> [Given instruction]: Find each line in the listing below that contains the word "plastic" and copy those lines out.

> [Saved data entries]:
----------

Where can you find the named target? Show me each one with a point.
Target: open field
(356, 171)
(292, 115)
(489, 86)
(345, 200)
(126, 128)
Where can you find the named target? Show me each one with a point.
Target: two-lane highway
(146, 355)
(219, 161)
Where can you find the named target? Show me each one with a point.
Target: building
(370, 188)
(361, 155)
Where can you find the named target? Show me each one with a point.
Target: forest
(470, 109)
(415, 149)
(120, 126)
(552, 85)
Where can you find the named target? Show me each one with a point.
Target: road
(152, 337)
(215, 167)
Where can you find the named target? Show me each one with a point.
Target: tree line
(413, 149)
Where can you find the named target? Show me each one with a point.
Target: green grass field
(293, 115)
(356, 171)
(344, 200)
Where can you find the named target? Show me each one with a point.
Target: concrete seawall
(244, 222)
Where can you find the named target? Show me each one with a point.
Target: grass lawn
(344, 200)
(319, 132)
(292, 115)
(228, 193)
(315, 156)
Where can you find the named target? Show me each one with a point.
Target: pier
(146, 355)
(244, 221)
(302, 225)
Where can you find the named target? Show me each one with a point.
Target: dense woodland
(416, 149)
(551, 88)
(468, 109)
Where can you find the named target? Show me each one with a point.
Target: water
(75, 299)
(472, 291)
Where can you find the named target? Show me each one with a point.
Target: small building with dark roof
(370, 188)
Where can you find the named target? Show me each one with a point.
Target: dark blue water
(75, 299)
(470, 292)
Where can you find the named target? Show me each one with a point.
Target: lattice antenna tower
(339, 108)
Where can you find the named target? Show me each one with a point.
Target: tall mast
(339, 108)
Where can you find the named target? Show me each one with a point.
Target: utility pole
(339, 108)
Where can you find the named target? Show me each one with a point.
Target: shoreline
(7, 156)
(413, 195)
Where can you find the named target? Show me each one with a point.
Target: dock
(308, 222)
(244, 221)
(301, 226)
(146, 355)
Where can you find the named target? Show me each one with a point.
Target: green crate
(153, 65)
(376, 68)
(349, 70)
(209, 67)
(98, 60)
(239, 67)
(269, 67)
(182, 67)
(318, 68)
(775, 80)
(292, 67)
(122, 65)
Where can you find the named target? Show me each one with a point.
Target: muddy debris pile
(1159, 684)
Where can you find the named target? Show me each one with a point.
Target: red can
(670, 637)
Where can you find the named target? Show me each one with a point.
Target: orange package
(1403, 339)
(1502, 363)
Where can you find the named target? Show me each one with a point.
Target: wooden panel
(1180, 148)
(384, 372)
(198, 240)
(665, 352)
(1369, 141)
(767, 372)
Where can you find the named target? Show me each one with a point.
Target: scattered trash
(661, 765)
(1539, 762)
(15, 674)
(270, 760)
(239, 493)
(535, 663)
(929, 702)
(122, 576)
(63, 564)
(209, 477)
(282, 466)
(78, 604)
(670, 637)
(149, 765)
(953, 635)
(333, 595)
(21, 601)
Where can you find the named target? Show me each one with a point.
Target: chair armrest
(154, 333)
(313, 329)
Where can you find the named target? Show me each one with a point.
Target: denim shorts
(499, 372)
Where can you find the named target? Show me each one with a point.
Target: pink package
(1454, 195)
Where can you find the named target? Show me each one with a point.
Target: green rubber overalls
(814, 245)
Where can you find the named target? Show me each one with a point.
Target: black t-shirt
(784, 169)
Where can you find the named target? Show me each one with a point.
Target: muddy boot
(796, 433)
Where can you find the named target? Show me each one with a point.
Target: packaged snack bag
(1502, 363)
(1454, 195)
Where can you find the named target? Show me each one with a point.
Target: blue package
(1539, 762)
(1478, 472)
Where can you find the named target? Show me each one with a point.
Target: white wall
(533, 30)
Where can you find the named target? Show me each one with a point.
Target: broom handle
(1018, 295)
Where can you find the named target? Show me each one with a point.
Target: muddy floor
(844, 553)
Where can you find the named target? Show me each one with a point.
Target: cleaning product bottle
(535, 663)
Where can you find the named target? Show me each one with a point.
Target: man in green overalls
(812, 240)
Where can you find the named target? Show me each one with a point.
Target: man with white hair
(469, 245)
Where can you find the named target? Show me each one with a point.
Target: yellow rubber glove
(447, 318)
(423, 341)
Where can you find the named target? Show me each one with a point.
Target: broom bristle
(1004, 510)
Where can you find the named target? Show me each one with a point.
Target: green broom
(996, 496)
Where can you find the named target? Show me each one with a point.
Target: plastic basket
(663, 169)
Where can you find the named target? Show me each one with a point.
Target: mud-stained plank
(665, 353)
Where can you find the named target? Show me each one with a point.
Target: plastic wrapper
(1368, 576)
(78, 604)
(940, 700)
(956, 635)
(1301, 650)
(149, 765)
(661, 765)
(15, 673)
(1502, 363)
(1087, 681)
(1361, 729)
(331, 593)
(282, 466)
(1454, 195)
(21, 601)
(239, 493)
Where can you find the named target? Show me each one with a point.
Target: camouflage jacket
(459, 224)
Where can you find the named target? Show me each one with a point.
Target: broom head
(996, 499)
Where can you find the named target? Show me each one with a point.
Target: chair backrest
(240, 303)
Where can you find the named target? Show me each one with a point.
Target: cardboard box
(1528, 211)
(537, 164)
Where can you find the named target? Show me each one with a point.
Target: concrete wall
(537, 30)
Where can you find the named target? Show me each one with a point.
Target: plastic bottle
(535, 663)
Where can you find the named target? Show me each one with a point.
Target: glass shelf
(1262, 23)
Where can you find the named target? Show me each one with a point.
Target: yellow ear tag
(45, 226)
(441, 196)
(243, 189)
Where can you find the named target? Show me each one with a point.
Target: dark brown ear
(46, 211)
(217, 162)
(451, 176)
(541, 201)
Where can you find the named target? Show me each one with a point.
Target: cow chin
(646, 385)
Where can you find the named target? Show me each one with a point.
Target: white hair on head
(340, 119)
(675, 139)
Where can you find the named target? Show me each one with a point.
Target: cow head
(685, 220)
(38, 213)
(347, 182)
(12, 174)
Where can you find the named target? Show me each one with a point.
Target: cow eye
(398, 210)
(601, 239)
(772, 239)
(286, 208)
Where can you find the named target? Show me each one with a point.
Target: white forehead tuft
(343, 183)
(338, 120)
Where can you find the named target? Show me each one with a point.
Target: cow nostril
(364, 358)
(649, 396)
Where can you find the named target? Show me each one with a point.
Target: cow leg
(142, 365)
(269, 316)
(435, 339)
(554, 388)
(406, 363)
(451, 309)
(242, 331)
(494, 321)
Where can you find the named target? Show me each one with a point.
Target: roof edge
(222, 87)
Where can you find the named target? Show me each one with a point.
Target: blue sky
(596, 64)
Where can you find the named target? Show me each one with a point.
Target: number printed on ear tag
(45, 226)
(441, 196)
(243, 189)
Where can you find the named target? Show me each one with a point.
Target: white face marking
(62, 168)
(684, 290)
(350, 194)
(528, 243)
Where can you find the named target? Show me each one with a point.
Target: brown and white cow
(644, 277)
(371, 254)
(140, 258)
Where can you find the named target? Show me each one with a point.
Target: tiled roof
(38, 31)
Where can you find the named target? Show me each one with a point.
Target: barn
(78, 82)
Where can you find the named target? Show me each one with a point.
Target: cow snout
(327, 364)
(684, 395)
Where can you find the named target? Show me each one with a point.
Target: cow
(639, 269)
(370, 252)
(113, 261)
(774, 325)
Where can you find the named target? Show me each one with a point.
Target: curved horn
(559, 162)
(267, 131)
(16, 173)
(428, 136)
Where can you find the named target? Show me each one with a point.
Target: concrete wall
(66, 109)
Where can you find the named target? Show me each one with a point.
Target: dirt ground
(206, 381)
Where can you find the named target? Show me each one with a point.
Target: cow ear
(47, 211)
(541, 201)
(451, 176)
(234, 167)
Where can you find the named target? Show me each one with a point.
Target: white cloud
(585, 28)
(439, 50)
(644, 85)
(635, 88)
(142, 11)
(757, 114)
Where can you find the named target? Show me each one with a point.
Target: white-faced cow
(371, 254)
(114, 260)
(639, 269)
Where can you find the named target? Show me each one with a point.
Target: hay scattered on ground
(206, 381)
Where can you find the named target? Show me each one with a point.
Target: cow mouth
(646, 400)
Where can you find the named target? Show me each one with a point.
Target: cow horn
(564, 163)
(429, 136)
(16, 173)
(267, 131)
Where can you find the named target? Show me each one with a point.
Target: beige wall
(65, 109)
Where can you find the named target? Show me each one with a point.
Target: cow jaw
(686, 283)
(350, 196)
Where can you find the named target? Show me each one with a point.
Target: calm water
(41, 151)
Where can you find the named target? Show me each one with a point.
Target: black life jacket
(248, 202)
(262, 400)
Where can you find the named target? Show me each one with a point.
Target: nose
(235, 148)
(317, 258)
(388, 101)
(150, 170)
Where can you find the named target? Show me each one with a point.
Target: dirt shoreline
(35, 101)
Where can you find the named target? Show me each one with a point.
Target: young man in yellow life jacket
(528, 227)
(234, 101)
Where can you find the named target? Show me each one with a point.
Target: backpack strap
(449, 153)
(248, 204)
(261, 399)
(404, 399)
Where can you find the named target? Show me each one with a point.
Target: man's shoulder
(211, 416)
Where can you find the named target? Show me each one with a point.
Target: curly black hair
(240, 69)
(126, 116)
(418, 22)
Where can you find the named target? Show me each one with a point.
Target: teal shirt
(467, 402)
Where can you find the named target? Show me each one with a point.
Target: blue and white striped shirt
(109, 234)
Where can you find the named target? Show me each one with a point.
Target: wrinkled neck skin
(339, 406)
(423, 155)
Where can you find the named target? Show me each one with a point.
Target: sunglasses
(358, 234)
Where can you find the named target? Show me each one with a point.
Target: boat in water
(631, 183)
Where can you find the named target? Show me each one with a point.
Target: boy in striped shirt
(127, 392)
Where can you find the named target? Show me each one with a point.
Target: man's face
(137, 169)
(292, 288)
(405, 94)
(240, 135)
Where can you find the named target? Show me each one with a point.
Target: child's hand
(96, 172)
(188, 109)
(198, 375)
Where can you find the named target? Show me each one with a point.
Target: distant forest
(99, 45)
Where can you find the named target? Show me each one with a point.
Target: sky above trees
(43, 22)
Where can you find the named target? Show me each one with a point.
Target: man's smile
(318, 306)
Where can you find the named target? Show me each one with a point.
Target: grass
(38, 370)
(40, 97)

----------

> [Written answer]:
Target: plastic basket
Target: plastic wrapper
Target: plastic bottle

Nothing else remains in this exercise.